**INSTRUCTIONS**
• a. Print everything in the article about the two new Cuban orchid species from "For over two" down to "island's western zone.".
• b. In the article about the two new Cuban orchid species, which two journals published the study's results?

**DOCUMENT SEGMENT**
□ □ □ □ □
December 28, 2012
Two New Caribbean Orchid Species Discovered In Cuba
April Flowers for redOrbit.com — Your Universe Online
Two new species of Caribbean orchid have been discovered by a research team led by the University of Vigo, in collaboration with the Environmental Services Unit at the Alejandro de Humboldt National Park in Cuba.
For over two centuries, the Caribbean islands have served as natural laboratories and a source of inspiration for botanists, including Charles Darwin and Alfred Russel Wallace. The studies of these men in the tropical archipelagos contributed to the emergence of the theory of evolution.
The University of Vigo research team discovered two new species of orchid; Tetramicra riparia — found in the eastern zone of the island - and Encyclia navarroi — found in the island's western zone.
"The first species described, Encyclia navarroi, is an orchid with considerably large flowers. A year later we discovered the Tetramicra riparia species, with very small flowers. The latter is so named because it grows on the banks of stony streams in the mountains of Baracoa, one of the rainiest and least explored areas in Cuba", as Ãngel Vale, researcher at the University of Vigo, explained to SINC. The results of this study were published in two journals, Systemic Botany and Annales Botanici Fennici.
Drawn to the orchid family, Darwin used it to propose certain hypotheses about the important relationship between flowers and pollinators for biodiversity. Scientists estimate between 25,000 and 30,000 species of orchid exists, however, the mechanisms to explain this amazing variety are only now being discovered.
□ □ □ □ □
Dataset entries

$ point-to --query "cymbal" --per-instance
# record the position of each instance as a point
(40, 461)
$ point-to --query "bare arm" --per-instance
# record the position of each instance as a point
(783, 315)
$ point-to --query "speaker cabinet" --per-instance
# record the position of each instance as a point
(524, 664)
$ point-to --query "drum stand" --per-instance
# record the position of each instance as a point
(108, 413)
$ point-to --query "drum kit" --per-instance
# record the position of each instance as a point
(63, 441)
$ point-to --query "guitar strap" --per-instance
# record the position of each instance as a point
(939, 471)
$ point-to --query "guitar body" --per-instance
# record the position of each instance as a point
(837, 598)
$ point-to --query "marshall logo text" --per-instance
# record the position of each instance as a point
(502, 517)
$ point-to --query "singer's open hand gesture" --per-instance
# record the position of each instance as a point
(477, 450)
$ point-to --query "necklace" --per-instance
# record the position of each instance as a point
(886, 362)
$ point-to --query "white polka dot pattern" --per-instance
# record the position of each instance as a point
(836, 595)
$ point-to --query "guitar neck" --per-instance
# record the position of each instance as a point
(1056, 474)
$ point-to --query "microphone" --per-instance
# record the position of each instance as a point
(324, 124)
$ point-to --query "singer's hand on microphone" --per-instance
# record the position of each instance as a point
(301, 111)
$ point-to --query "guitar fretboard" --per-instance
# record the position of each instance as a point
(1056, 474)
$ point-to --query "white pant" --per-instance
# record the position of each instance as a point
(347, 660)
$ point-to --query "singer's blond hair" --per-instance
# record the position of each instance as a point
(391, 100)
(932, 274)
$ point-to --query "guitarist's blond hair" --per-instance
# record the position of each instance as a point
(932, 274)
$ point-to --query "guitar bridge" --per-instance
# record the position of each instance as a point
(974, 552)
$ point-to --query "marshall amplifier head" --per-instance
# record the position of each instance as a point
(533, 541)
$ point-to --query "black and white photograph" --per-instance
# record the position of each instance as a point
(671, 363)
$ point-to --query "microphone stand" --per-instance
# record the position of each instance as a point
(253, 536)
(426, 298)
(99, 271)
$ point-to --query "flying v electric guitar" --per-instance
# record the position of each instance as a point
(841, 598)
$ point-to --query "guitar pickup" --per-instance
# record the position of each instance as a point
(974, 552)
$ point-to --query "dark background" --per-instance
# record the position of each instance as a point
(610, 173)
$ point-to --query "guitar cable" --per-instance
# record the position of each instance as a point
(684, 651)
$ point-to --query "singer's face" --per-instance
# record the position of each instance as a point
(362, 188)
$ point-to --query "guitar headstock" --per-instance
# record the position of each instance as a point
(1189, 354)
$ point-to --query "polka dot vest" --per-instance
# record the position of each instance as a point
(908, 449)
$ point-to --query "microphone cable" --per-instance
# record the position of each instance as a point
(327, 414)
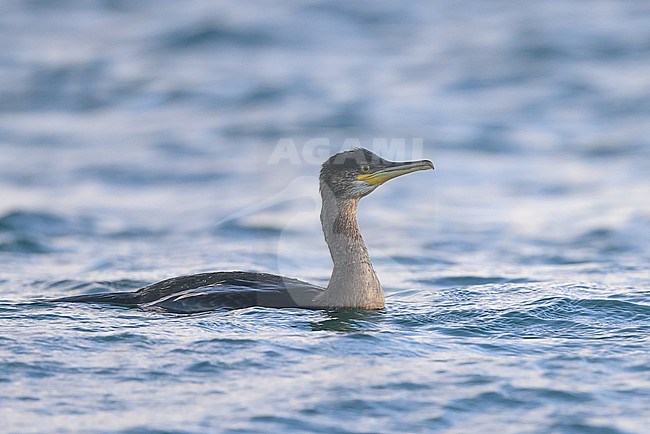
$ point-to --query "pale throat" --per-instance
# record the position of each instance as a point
(354, 282)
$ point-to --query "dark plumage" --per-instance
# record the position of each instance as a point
(344, 179)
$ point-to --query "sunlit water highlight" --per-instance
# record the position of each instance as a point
(135, 143)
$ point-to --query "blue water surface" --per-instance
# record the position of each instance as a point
(144, 140)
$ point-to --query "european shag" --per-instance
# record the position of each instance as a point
(344, 179)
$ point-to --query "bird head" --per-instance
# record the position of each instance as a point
(357, 173)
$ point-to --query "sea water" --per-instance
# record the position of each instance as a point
(145, 140)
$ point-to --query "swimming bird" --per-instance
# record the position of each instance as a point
(344, 179)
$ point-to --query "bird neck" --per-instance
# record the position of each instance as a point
(353, 283)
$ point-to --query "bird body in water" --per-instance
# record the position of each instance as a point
(345, 178)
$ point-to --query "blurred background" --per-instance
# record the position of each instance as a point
(140, 140)
(144, 122)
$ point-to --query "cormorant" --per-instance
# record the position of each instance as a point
(345, 178)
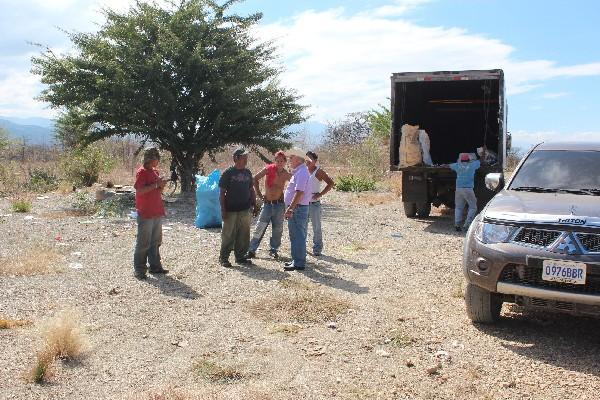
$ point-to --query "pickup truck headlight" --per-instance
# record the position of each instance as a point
(493, 233)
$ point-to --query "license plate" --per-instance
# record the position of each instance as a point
(564, 271)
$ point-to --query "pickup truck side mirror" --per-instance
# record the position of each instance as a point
(494, 181)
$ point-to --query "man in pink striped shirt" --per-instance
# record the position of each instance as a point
(297, 198)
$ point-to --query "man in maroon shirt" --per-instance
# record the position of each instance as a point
(148, 187)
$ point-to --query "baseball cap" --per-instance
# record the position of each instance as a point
(296, 152)
(240, 151)
(151, 153)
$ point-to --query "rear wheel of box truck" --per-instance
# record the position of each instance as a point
(423, 210)
(410, 209)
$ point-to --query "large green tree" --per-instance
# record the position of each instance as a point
(190, 77)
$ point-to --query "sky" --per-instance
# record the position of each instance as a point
(339, 55)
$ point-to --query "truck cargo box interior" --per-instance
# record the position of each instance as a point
(459, 116)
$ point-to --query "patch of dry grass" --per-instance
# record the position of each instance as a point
(9, 323)
(60, 214)
(33, 261)
(202, 393)
(42, 369)
(63, 338)
(459, 290)
(218, 373)
(400, 339)
(285, 329)
(300, 304)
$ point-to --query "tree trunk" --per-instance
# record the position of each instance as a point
(187, 169)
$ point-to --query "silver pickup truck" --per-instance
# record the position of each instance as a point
(537, 242)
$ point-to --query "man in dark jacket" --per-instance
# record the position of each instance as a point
(238, 201)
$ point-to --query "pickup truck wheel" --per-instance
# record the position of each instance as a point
(423, 210)
(482, 305)
(410, 209)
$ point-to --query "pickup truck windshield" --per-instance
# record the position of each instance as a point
(554, 170)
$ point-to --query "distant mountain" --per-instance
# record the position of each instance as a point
(33, 130)
(312, 131)
(41, 130)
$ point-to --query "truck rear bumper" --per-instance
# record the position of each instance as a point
(546, 294)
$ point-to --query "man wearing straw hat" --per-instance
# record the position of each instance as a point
(297, 198)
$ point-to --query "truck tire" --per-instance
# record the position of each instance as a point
(423, 210)
(482, 305)
(410, 209)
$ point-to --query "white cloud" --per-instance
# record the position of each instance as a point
(525, 139)
(17, 92)
(554, 95)
(341, 63)
(397, 8)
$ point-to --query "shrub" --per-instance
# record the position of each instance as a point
(351, 183)
(84, 203)
(42, 181)
(9, 323)
(62, 337)
(61, 340)
(84, 166)
(21, 205)
(42, 368)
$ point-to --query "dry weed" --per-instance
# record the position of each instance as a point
(217, 373)
(459, 290)
(399, 339)
(42, 369)
(60, 214)
(34, 261)
(286, 329)
(62, 337)
(301, 305)
(393, 183)
(9, 323)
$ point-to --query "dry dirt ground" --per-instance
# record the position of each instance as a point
(365, 321)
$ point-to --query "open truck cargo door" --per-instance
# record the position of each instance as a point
(460, 111)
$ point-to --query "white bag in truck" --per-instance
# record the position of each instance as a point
(425, 146)
(410, 149)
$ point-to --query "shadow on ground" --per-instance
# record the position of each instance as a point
(172, 287)
(324, 275)
(557, 339)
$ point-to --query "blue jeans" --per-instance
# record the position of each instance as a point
(464, 196)
(315, 212)
(298, 227)
(272, 213)
(148, 241)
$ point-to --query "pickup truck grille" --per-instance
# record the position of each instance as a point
(536, 237)
(590, 242)
(532, 276)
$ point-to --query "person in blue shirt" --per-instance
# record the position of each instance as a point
(465, 178)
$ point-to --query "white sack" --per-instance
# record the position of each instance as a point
(425, 146)
(410, 149)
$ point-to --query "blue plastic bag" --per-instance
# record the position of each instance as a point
(208, 207)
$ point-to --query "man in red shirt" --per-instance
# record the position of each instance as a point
(148, 187)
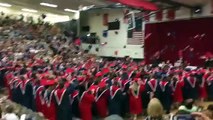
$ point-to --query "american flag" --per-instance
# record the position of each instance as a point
(137, 38)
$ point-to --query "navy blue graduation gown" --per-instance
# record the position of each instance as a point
(115, 100)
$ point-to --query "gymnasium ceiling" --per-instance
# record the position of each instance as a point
(74, 4)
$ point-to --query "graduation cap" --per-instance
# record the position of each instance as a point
(124, 66)
(69, 70)
(48, 82)
(98, 74)
(102, 84)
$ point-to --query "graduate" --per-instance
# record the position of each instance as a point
(62, 97)
(135, 101)
(152, 87)
(75, 103)
(210, 86)
(191, 87)
(200, 75)
(145, 96)
(125, 83)
(115, 99)
(177, 86)
(38, 98)
(101, 100)
(49, 105)
(25, 91)
(165, 93)
(85, 104)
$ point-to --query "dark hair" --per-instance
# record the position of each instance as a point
(9, 109)
(210, 107)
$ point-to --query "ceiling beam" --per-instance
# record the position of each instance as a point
(174, 3)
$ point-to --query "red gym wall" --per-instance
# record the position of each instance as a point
(170, 37)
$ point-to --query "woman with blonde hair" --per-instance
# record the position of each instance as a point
(155, 110)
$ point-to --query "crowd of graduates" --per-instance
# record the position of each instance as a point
(68, 83)
(83, 89)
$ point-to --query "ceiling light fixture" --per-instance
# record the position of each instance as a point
(5, 5)
(70, 10)
(49, 5)
(29, 10)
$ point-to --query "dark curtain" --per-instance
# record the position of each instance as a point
(170, 37)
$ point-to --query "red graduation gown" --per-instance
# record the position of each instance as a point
(39, 100)
(202, 88)
(177, 91)
(135, 102)
(101, 103)
(85, 106)
(50, 107)
(153, 83)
□ □ □ □ □
**ANSWER SECTION**
• a.
For over two centuries, the Caribbean islands have served as natural laboratories and a source of inspiration for botanists, including Charles Darwin and Alfred Russel Wallace. The studies of these men in the tropical archipelagos contributed to the emergence of the theory of evolution.
The University of Vigo research team discovered two new species of orchid; Tetramicra riparia — found in the eastern zone of the island - and Encyclia navarroi — found in the island's western zone.

• b. Systemic Botany and Annales Botanici Fennici.